## À faire
Écrivez la suite du texte sur la littérature et la famille dans Fun Home, en repartant juste après sa dernière phrase.

L’utilisation de la littérature comme rapport à la famille : déterritorialisation de la famille
Tout d’abord, il est notable que la littérature possède plusieurs places et, ainsi, remplit plusieurs rôles dans le récit. En effet, la littérature est un objet que se partagent Bruce Bechdel et Alison. Il est le lien dans leur relation, sa matérialité, sa définition par Alison mais aussi son lieu à elle. Comme le professeur Robin Lydenberg l’explique dans un article consacré à Fun Home, la famille d’Alison est représentée par toute une série de documents servant à les définir.
The family is a repository of literary, historical and aesthetic books, of dictionaries, private letters and diaries, of newspapers, catalogues, official documents, maps and family photographs-texts and images that are read and read into by the narrator. [1]
Il s’agit d’une manière d’aborder sa famille, de la repenser et de la rendre possible pour la narratrice. D’ailleurs, elle le dit elle-même lorsqu’elle compare ses parents à des personnages sortant d’Henry James et de F. Scott Fitzgerald. « Ces allusions à James et Fitzgerald ne sont pas qu’un procédé descriptif. C’est en terme de fiction que mes parents m’apparaissent les plus réels. » [2] La fiction permet à Alison de se réapproprier ses parents. Elle les compare à des personnages de livre afin de les redessiner. Comme pour un romantique qui tenterait de cerner la période floue dans laquelle il se trouve, Alison tente de se faire une image d’une famille mensongère où chacun joue un rôle. Par la littérature, Alison l’enferme définitivement dans un rôle déjà écrit : ce qui lui permet de cerner tous les membres de sa famille.
Par ailleurs, bien avant Alison, Bruce employait également la littérature pour vivre à travers les personnages. Il fuit sa propre identité refoulée et vit au travers des livres.
Trying to keep his homosexuality at bay, Bruce finds in Fitzgerald a template for the heterosexual, upper-class identity he will also try to construct through renovations of his once gracious Victorian house and in his role as pater familia. [3]
Une façon de vivre hors de sa réalité, tantôt pour rejoindre celle de la famille et de l’hétéronormativité, tantôt pour vivre son homosexualité cachée. Bruce se déterritorialise hors de lui-même afin d’échapper à l’enfermement. La littérature est un moyen d’évasion et d’identification pour Bruce, qu’Alison utilise également par la suite. En enfermant ses parents dans un livre, elle sort du schéma familial, tente une circonscription de ceux-ci dans un territoire précis afin de se créer le sien. La notion de territoire, de dé-territoire, part du concept de Gilles Deleuze et Félix Guattari expliqué dans divers de leurs ouvrages et appliqué notamment dans le cas de Kafka dans sa Lettre au père.

[Entrées du jeu de données]
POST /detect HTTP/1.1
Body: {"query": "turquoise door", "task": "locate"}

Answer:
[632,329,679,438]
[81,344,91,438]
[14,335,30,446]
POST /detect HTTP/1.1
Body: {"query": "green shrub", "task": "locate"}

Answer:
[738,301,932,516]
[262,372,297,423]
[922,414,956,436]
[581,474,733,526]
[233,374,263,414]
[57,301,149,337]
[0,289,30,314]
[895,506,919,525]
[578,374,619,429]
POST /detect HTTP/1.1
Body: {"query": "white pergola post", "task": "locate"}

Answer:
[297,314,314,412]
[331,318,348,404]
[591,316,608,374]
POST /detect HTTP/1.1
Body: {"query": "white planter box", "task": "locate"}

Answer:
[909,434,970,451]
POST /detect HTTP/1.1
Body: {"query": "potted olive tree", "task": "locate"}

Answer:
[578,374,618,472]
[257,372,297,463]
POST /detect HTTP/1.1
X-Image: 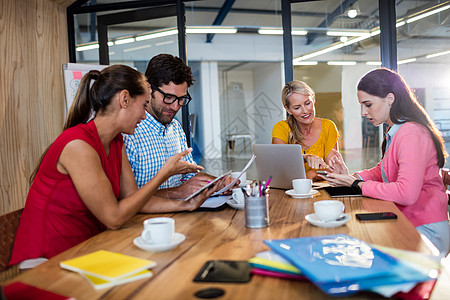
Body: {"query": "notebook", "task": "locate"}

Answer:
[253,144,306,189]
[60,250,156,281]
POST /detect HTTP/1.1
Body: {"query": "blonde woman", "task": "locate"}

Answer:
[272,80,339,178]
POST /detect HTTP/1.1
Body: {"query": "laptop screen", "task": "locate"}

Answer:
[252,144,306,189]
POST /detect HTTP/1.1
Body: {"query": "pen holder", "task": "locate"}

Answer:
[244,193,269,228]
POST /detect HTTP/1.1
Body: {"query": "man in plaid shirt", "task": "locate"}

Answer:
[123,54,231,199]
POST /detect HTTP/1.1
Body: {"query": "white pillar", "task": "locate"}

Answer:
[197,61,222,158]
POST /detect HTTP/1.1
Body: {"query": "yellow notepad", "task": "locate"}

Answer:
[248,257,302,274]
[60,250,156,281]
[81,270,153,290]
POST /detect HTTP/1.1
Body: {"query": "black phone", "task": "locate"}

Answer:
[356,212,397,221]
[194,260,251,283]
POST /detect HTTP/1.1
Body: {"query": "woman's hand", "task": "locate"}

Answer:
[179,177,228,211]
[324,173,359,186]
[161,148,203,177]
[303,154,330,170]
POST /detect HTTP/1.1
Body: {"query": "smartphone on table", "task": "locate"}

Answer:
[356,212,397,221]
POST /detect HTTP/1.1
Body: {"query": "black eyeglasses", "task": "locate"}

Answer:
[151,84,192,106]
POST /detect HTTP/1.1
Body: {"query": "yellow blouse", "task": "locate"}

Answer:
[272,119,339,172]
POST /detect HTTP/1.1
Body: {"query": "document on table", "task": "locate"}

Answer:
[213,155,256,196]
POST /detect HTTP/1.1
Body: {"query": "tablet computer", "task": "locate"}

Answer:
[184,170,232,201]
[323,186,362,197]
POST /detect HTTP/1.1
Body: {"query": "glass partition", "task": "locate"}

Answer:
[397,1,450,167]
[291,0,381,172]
* * *
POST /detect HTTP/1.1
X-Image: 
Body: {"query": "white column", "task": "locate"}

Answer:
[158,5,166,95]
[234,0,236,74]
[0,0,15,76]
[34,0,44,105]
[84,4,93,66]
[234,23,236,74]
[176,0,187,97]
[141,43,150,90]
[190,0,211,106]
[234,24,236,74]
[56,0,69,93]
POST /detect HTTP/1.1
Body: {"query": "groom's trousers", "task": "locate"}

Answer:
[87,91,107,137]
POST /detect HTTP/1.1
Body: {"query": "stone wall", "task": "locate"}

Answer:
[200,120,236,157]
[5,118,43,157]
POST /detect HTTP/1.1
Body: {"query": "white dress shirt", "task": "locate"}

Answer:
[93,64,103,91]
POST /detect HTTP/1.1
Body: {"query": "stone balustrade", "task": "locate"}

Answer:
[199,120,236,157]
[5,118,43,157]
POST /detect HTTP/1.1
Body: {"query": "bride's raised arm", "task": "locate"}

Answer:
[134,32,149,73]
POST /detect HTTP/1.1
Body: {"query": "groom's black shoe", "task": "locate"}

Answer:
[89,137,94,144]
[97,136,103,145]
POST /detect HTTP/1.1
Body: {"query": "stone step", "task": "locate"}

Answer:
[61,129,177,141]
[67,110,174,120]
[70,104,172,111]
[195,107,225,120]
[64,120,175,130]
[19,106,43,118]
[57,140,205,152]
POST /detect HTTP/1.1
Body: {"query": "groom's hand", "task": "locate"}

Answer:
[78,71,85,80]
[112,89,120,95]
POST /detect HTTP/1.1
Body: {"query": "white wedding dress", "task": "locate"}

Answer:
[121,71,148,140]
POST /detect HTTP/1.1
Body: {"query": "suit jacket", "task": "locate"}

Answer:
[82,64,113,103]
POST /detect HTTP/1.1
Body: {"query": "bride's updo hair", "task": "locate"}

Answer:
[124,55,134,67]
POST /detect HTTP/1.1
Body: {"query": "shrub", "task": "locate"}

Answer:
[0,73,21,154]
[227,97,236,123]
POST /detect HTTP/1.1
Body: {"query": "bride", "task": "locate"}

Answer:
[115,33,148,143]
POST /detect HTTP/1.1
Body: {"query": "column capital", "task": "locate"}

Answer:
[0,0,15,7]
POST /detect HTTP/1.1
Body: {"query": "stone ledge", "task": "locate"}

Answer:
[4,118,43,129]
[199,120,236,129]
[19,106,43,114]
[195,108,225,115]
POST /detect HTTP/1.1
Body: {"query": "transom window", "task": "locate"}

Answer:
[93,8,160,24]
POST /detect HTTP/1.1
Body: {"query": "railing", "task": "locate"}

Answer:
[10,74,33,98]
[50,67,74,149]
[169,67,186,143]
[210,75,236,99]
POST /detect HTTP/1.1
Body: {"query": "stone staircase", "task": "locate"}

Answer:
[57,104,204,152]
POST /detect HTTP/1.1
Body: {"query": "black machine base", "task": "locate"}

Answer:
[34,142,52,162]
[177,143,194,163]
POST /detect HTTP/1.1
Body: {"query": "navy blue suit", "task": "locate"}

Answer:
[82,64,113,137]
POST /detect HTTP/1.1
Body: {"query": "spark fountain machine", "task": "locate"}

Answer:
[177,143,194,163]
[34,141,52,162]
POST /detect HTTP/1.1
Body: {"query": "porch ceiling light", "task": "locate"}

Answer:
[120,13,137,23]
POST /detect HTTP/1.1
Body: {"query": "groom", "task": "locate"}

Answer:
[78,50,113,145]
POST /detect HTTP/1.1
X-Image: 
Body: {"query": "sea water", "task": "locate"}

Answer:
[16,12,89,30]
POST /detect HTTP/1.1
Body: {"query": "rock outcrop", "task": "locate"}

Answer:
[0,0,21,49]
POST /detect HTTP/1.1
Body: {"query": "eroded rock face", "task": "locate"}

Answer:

## Résultat
L’existence ne se résume pas à la permanence dans son territoire. Partir, c’est naitre à soi-même, les voyages forment la jeunesse. Quitter le territoire de papa et maman, adieu nid familial, c’est mourir un peu et renaitre de plus belle. Entrouvrir la porte pour laisser entrer l’étranger, […], c’est accueillir une source de vie et aussi une espèce de chaos qui vient remuer mon trop d’ordre. [4]
Par la littérature, Alison sort du territoire des parents, elle prend du recul pour mieux le voir et ainsi l’enfermer en dehors d’elle. C’est une première déterritorialisation. Seulement, « il n’y a pas déterritorialisation sans reterritorialisation subséquente. […] Se déterritorialiser, emprunter des lignes de fuite, avec reterritorialisation subséquente,[…]» [5].
Il est intéressant de souligner l’intrication d’Alison et Bruce dans l’objet littéraire. En effet, au-delà de son usage comme circonscription des identités au sein du récit, la littérature fait le lien entre Alison et son père. Elle est un objet d’intérêt commun et donc un terrain d’entente dans une relation gênée. C’est grâce à ce médium qu’Alison et Bruce parviennent à discuter comme le souligne le passage dans la voiture où le père et la fille parlent à demi-mot de leur sexualité. Alison amorce par : « Je me demande si tu savais ce que tu faisais quand tu m’as donné ce livre de Colette. » [6], une façon d’aborder un sujet par une référence littéraire commune. La littérature est ici un point de convergence entre le père et la fille. Cependant, il en demeure tout de même le terrain du père avant celui de la fille et c’est pourquoi elle s’en détache en arrivant au Collège.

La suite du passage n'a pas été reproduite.